*Source excerpt*:
I can see my breath inside the church of St. Balbina. Some 1,700 years ago this was prime real estate, just off Rome’s main thoroughfare, the Via Appia, an easy stroll to the Circus Maximus or the Baths of Caracalla. Today the sidewalk in front is weedy, and the church is tucked between the ruins of those baths and the spiked fence of a sprawling office complex belonging to the United Nations.
It is mid-Lent 2018. The day before, Rome experienced its first snowfall in half a decade, turning Bernini statues into angelic snowmen and provoking a fit of metaphoric excess in which I imagined the glittering frost covering the orange trees and umbrella pines as a kind of cosmic baptismal garment, hiding for a moment the Eternal City’s trash collection problem. The next day, the snow remains—as does the trash—and the early medieval church in which I am concelebrating a 7 a.m. Mass is frigid.
And still it is one of my favorite moments in the year’s pilgrimage toward Easter, perhaps because of the solidarity that arises among the determined few who have made it to this obscure outpost housing the relics of an equally obscure saint: St. Balbina, the virgin daughter of a martyred Roman tribune who, it is said, was cured of a goiter upon discovering the chains that once bound St. Peter.
Rome’s Lenten stations highlight aspects of the church’s yearly pilgrimage potentially neglected in our decidedly softer age.
I am following the ancient itinerary of Rome’s station churches, each morning trekking off to a different neighborhood seeking out churches built on the site of apostolic and legendary events—the home where Peter and Paul lived upon arriving in Rome; the room where Mark wrote his Gospel; the pit in which St. Lawrence was roasted; the spot the Blessed Virgin used another snowfall (this one miraculous) to reveal to Pope Liberius where to build St. Mary Major.

*Provided records*:
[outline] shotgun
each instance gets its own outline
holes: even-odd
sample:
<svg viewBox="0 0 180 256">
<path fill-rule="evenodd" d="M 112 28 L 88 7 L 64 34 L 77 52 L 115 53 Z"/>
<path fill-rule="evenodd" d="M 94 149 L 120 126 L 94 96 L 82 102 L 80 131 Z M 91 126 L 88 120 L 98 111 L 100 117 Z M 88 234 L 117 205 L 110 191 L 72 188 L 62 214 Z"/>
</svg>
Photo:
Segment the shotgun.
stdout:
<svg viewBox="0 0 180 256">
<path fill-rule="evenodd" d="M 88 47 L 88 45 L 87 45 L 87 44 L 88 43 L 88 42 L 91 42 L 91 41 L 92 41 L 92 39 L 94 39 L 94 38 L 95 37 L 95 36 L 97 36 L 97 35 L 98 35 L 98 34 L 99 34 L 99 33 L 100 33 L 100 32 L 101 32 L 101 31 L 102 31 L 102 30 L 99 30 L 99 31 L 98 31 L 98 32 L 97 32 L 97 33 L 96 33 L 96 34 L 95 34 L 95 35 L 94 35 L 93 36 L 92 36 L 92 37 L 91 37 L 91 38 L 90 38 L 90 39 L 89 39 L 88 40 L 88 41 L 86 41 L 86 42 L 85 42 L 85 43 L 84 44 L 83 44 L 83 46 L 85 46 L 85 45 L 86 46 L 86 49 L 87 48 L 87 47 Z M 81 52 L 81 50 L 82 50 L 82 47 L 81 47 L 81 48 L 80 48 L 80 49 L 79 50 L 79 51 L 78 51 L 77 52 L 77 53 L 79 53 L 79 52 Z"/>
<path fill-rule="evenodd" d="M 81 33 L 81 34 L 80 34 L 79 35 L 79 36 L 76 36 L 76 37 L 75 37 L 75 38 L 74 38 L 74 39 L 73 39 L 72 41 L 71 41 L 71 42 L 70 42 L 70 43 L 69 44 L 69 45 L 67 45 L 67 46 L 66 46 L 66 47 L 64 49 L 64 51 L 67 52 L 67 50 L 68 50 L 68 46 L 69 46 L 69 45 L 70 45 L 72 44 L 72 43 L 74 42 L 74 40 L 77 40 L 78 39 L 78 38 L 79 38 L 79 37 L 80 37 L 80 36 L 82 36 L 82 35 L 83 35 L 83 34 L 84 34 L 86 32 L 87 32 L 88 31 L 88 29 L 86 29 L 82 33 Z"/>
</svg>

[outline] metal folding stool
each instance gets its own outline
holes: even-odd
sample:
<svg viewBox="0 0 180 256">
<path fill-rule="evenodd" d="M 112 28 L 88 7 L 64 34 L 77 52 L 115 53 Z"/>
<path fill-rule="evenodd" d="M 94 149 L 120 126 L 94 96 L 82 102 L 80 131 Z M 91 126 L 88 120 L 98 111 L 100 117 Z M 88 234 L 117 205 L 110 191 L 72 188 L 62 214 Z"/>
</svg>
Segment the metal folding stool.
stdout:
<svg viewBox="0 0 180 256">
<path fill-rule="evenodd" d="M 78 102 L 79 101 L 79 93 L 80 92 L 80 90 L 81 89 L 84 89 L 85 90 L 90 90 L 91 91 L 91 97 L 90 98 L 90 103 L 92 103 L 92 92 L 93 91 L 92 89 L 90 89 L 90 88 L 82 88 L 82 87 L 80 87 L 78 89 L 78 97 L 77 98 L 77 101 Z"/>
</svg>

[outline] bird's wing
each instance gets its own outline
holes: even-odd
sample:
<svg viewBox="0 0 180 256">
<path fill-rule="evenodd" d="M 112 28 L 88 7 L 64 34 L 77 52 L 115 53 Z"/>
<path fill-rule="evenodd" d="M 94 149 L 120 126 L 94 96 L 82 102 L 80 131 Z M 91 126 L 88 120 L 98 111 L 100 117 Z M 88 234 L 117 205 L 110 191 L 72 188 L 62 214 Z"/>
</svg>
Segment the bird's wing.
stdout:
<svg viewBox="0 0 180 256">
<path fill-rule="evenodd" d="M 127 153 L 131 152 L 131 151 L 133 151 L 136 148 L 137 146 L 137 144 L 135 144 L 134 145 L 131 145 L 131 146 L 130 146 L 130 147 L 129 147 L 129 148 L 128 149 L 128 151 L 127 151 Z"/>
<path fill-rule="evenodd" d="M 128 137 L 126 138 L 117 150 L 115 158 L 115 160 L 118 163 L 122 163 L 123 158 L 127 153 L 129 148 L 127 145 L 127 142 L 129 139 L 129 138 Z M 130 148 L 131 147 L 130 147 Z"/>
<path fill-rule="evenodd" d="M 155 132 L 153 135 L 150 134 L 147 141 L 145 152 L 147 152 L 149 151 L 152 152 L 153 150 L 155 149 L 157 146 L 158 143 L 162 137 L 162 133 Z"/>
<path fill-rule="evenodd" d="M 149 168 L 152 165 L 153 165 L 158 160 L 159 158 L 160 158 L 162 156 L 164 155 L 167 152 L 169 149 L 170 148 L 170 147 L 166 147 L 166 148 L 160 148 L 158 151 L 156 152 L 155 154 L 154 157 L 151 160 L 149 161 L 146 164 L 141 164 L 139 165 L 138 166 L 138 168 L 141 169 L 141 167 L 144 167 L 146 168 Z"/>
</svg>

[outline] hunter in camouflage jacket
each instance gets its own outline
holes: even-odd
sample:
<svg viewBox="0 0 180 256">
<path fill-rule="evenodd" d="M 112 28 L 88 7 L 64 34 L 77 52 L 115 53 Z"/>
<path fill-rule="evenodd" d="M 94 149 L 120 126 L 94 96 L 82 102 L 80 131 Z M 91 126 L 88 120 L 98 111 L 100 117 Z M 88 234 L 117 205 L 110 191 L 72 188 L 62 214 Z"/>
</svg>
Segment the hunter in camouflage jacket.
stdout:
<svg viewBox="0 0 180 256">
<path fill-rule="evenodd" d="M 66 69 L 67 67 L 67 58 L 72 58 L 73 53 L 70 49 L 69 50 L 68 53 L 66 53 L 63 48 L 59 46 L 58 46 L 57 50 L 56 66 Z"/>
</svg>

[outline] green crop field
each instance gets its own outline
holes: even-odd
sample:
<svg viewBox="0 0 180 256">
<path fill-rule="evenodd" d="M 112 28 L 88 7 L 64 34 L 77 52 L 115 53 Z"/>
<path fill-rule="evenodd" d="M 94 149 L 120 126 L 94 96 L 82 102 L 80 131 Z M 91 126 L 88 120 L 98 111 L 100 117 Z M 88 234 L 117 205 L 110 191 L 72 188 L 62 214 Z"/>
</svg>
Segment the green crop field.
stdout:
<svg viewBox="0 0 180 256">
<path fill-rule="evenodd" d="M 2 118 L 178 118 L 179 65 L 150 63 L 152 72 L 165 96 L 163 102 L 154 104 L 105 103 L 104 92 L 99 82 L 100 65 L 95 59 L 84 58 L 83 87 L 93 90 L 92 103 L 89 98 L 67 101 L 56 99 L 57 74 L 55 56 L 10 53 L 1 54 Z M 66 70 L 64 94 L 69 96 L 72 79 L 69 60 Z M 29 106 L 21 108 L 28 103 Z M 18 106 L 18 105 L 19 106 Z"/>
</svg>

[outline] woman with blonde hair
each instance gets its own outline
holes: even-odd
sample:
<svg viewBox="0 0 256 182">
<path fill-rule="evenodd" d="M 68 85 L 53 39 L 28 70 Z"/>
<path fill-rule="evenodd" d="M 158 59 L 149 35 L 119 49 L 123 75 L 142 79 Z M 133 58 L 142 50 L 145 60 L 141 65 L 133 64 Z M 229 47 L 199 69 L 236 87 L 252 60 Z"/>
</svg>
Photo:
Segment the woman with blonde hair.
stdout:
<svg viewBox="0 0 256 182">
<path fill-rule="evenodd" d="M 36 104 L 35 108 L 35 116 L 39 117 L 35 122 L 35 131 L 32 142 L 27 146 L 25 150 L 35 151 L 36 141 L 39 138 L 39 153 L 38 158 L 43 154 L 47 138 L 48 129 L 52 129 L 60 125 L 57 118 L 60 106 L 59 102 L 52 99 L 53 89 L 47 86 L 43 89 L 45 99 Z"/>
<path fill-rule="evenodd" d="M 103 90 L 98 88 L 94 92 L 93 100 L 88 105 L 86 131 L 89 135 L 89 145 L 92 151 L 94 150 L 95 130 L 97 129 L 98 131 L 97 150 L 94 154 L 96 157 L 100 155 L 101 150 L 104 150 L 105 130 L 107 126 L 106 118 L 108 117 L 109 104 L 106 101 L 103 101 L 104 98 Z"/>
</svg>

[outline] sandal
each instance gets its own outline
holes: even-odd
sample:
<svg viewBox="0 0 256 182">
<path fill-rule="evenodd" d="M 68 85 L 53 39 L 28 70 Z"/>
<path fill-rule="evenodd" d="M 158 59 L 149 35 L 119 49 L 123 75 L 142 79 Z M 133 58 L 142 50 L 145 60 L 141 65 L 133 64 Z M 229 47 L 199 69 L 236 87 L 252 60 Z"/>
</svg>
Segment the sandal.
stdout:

*Exercise tasks*:
A – Output as a JSON list of strings the records from the line containing "[outline] sandal" through the final line of the records, inclusive, with one string per line and blank lines omitted.
B – Continue the essay on Rome's Lenten station churches from the point where it stops.

*Answers to the problems*:
A –
[
  "[outline] sandal",
  "each instance gets its own outline",
  "holes: even-odd",
  "sample:",
  "<svg viewBox=\"0 0 256 182\">",
  "<path fill-rule=\"evenodd\" d=\"M 68 85 L 53 39 L 28 70 Z\"/>",
  "<path fill-rule=\"evenodd\" d=\"M 158 59 L 149 35 L 119 49 L 123 75 L 142 79 Z M 133 58 L 142 50 L 145 60 L 141 65 L 133 64 Z M 229 47 L 199 69 L 236 87 L 252 60 Z\"/>",
  "</svg>",
  "Segment the sandal.",
  "stdout:"
]

B –
The liturgical scholar John Baldovin, S.J., posits that the practice of station liturgies emerged at a time when urban Christianity was growing in both size and complexity. They helped the bishop of a city—Jerusalem and Constantinople also developed station liturgies—unify his flock. The defining characteristic of the practice was that the bishop celebrated Mass each day in a different church, drawing Christians from other parts of the city together, highlighting the rhythms of the liturgical season and giving each neighborhood a chance to retell the local stories of martyrdom and courage that had by then become part of the fabric of early Christianity.
Stational liturgy in Rome has had its ups and downs. The century the pope decamped to France was a downswing; recent years have witnessed a resurgence. Today, the pope presides only at the first of the station churches, Santa Sabina on the Aventine Hill, but each morning the seminarians of the North American College conduct Mass in English at the other sites. The churches on the stational itinerary are among the city’s oldest—the Jesuits’ baroque masterpieces are a millennium too young to have made the cut—some well known, like St. Peter’s, others less so, like St. Balbina’s. But often enough the most obscure churches turn out to be the most fascinating. Those are the places you might find a garrulous custodian willing to open up locked sacristies or excavations or crypts beneath the altar.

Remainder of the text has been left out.